_Texto_
────
Parece ficção científica, mas aconteceu mesmo. Um coração que já não batia há mais de cinco minutos foi ressuscitado numa mesa de operações e transplantado com sucesso para um bebé de apenas três meses. A cirurgia, levada a cabo por uma equipa da Universidade de Duke, nos Estados Unidos, representa um avanço radical na área dos transplantes e abre portas a uma nova esperança para milhares de crianças que aguardam um coração compatível. Segundo os médicos responsáveis, o pequeno paciente que recebeu o órgão demonstrou funções cardíacas normais e zero sinais de rejeição seis meses após o transplante. Mas como reanimaram o coração e salvaram o bebé de três meses?
Quando o impossível se torna possível
O coração transplantado pertencia a um outro bebé que já tinha sido declarado morto por paragem circulatória. Ou seja, após o coração deixar de bater e o sangue parar de circular.
Apesar disso, com o consentimento da família do dador, os cirurgiões conseguiram ressuscitar o coração fora do corpo original. Fizeram-no com um sistema desenhado à medida: uma máquina composta por um oxigenador, uma bomba centrífuga e um reservatório suspenso para recolher o sangue expelido.
Tudo isto foi necessário porque as máquinas tradicionais usadas para preservar órgãos são demasiado grandes para corações tão pequenos como o de um bebé.
O resultado? Um coração que já tinha parado, voltou a bater. E salvou uma vida.
────
_Material de apoio_
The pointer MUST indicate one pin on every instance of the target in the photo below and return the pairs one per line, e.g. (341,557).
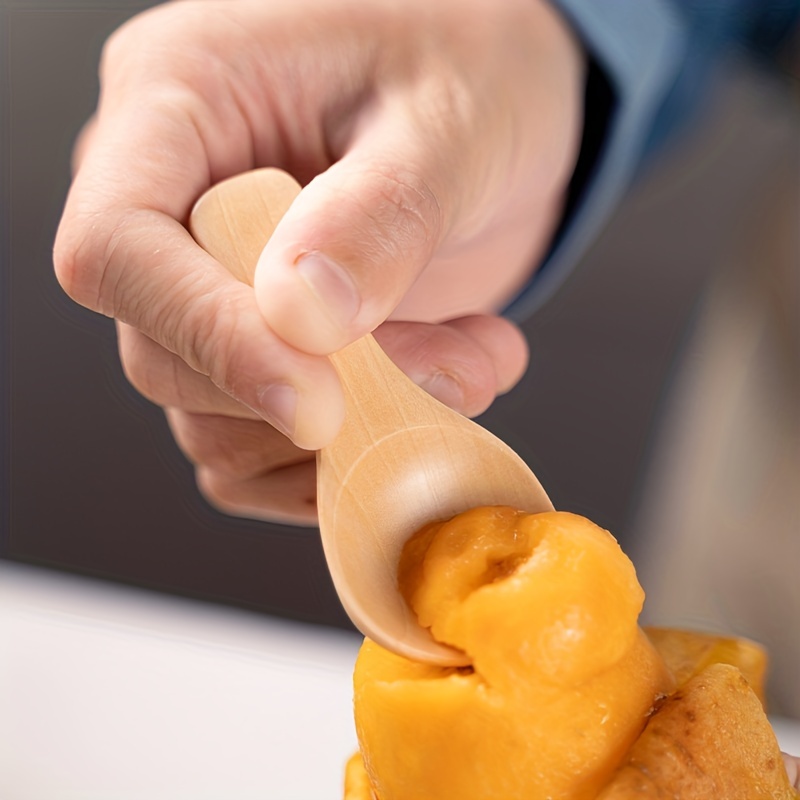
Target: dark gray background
(92,481)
────
_O que fazer_
Transcreva, sem qualquer alteração, o trecho do texto sobre o transplante cardíaco que começa em "Apesar disso, com" e termina em "de um bebé.".

_Resposta_
Apesar disso, com o consentimento da família do dador, os cirurgiões conseguiram ressuscitar o coração fora do corpo original. Fizeram-no com um sistema desenhado à medida: uma máquina composta por um oxigenador, uma bomba centrífuga e um reservatório suspenso para recolher o sangue expelido.
Tudo isto foi necessário porque as máquinas tradicionais usadas para preservar órgãos são demasiado grandes para corações tão pequenos como o de um bebé.